▶ _EXERCISE_: Let the answer be the lines from the one with "on hat, shaped like this sample" to the end of the entries, copied exactly with both boundary lines kept.

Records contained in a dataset
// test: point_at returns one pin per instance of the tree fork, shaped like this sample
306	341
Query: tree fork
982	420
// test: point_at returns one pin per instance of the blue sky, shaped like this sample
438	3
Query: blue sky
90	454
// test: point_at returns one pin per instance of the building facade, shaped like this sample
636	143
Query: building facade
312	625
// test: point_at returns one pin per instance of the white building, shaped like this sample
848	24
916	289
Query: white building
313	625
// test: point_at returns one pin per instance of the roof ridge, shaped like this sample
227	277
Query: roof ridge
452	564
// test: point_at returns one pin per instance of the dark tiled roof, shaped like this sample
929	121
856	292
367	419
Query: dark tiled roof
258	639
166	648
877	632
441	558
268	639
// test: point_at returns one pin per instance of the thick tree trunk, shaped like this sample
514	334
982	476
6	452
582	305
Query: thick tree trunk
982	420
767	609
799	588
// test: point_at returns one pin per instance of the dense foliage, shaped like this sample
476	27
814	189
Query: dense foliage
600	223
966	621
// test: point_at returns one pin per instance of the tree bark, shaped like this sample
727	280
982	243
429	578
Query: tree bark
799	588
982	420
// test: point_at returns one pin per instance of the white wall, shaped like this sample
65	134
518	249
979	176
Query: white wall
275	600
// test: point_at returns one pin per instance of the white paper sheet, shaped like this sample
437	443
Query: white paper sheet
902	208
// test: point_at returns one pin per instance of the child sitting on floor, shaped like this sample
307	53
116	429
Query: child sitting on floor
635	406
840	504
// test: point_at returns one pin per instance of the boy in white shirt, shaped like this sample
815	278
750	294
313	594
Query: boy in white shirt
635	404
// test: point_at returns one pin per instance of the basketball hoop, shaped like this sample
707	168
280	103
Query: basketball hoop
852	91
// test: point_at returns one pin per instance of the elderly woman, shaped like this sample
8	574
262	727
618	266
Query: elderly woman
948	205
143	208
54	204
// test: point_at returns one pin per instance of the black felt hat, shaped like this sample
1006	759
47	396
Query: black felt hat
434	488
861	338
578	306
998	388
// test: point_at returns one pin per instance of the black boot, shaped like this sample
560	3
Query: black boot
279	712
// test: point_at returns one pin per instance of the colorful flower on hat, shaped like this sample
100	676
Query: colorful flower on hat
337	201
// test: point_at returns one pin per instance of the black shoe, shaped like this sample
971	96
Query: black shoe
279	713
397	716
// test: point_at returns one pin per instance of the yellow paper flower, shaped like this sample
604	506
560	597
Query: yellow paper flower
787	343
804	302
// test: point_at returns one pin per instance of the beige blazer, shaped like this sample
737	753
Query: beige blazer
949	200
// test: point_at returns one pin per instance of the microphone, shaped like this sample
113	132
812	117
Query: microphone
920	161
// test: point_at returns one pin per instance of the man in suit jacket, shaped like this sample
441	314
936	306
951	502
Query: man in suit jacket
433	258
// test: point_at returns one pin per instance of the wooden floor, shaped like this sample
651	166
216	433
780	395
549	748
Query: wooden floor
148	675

▶ _RESPONSE TO THIS EXERCISE_:
// test: point_at returns one pin per instance of the colorful flower on hat, shaped like this sample
100	676
Query: colorful flower on hat
337	201
// test: point_at returns one pin per instance of the black shoe, shaped like this sample
971	96
Query: black shoe
279	713
397	716
// test: point_at returns one pin per instance of the yellow paper flower, shaped like this sample
604	506
560	597
Query: yellow paper flower
787	343
804	302
// test: point_at returns one pin per instance of the beige blazer, shaped like this sample
737	753
Query: beige blazer
949	200
// test: point_at returns one pin per instance of the microphone, shaped like this sample
113	132
812	117
Query: microphone
920	161
// test: point_at returns one pin per instance of the man in suit jacket, shaped like this sample
441	314
936	306
951	502
Query: man in suit jacket
433	258
// test: point_at returns one pin per instance of the wooden floor, shaped like this sample
651	166
216	433
780	395
549	748
Query: wooden floor
148	675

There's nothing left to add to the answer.